### LISTED RECORDS

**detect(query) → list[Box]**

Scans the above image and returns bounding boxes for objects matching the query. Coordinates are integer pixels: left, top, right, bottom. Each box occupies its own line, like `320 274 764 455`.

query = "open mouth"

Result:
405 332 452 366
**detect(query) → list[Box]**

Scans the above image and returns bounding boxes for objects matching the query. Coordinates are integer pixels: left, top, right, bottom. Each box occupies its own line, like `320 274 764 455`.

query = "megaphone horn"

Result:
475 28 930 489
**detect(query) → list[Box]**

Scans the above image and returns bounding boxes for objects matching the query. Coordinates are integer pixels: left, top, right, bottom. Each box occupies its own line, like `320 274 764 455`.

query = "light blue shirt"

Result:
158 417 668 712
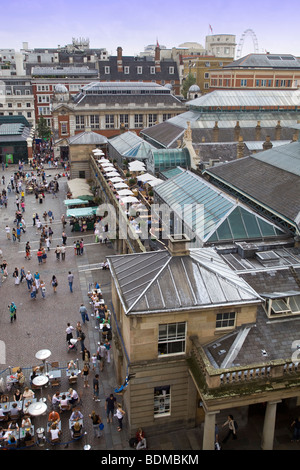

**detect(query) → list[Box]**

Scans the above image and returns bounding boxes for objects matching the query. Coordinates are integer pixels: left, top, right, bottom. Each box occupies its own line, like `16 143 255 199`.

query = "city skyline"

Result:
0 0 300 56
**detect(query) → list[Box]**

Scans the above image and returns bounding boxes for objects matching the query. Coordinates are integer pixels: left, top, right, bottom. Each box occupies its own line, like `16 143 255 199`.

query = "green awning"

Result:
64 199 89 207
67 207 97 218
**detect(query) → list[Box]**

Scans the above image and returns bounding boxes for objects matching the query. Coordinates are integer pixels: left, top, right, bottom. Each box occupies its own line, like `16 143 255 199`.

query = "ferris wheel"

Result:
236 29 259 59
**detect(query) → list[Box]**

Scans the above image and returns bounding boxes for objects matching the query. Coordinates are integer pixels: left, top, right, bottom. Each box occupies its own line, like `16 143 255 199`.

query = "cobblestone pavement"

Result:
0 168 299 452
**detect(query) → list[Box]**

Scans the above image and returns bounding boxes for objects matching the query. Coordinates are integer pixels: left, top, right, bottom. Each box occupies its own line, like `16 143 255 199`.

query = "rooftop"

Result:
108 248 261 314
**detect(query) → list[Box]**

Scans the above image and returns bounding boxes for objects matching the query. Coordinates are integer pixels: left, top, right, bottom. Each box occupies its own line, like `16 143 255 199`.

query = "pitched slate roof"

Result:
108 249 261 314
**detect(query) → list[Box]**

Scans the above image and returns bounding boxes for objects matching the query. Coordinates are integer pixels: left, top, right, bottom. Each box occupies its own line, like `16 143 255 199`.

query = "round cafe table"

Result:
35 349 51 364
28 401 47 416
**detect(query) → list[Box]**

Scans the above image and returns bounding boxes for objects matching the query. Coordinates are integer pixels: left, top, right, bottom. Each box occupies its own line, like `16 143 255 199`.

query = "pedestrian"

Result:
68 271 74 292
50 274 58 293
40 279 46 299
81 364 90 388
66 323 74 344
25 242 31 260
61 231 67 246
97 341 106 372
104 338 111 364
5 225 11 240
45 235 51 251
60 245 66 261
222 415 237 444
93 374 101 401
8 302 17 323
55 245 60 261
89 411 103 437
82 348 91 367
20 266 26 282
79 304 88 325
291 417 300 442
115 403 125 432
37 247 43 264
26 271 33 290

######

Copy all of the entries above word for word, but leave the pictures out.

**detect(query) → list[Box]**

Scans the above image and returns bounding boxes for objects matching the query. Coordinates are integer pixels: left, top, right, bottom. Each box occupies its own line, like `320 274 764 455`.

query = "open mouth"

Result:
405 332 452 366
**detect(query) → list[Box]**

Scans the above image and returns bounding boxes for objects matching the query. Coordinates are integer pixels: left, top, right, bottom. Each box occupies its own line, like `320 274 764 455`.

query = "megaphone horn"

Result:
475 28 930 489
**detect(query) → list[Box]**

Scans the above image and returns bounding boxes for objects matching the query. Coordinates are integer pixels: left, top, right, bottom. Each box occupies its own line, like `320 274 764 455`.

query = "light blue shirt"

Result:
158 417 668 712

**detect(query) → list[Box]**

Scans the above image and returns bounding boxes for objects matching the query. Coordinates are integer pixels: left, top, right, bottom. Each box occupies its own line, like `16 143 255 199`.

query = "city skyline"

Result:
0 0 300 56
**detect(query) → list[Box]**

Scans the above image and returns bounding boxes for objects matching the query. Coordinates are integer pixels: left, top, right, bottom. Each box occupies its own line, like `16 143 255 199`.

query = "green awning"

Result:
64 199 89 207
67 207 97 218
**detect(query) → list[Box]**

Scans the above image and returns bounding boxes for objects matching the query. Coordinates are integer pixels: left, top, right, bottom. Each box occupies its own line, like `16 143 255 199`.

query = "ferris wheel"

Result:
236 29 259 59
**detect(query) → list[Box]**

Scans the above image and returns bounding boxes for objects matching the query. Coordinates are integer pixels: left, top, right, bottom. Each box occupies its own line, like `16 143 255 199`.

query = "cobblestone pavement"

Result:
0 168 299 452
**detect(query) → list[Box]**

Scans the above image and returns bounding boxes for objects matching the query. Coordinates are integer pixels: left, top, right, bottom. Each box occupies its own line, like `16 143 255 199`.

query = "rooftop"

Result:
108 248 261 314
**detect(query) → list[Box]**

Scans the above image and returns bounding boxes for objects matching the query. Coordinates are integer pixels: left, top, right, bottom. Each box occupies its own line, like `16 143 255 199`.

query = "pitched slate roof"

Result:
108 249 261 314
**detect(query) → list[Box]**

Scans the above image and returns bounding boxes for objects matching the query. Coordinates are integer pixels: left, top, right, bottom. Each box occupies its own line, like `16 143 255 199`.

query = "round cafe table"

Result:
35 349 51 364
28 401 47 416
**detect(query) → list[Box]**

Scans the above image and returns bounding boxes for objects matching the query. Coordinates are integer pixels: left, top, right, bottom. Each box occupies its own line, like `16 143 255 199`.

query = "pedestrian"

Result:
68 271 74 292
50 274 58 293
40 279 46 299
81 364 90 388
66 323 74 344
25 242 31 260
61 231 67 246
97 341 106 372
104 338 111 364
5 225 11 240
45 235 51 251
60 245 66 261
222 415 237 444
93 374 101 401
8 302 17 323
55 245 60 261
89 411 103 437
82 348 91 367
20 266 26 282
79 304 88 325
291 417 300 442
115 403 125 432
37 247 43 264
26 271 33 290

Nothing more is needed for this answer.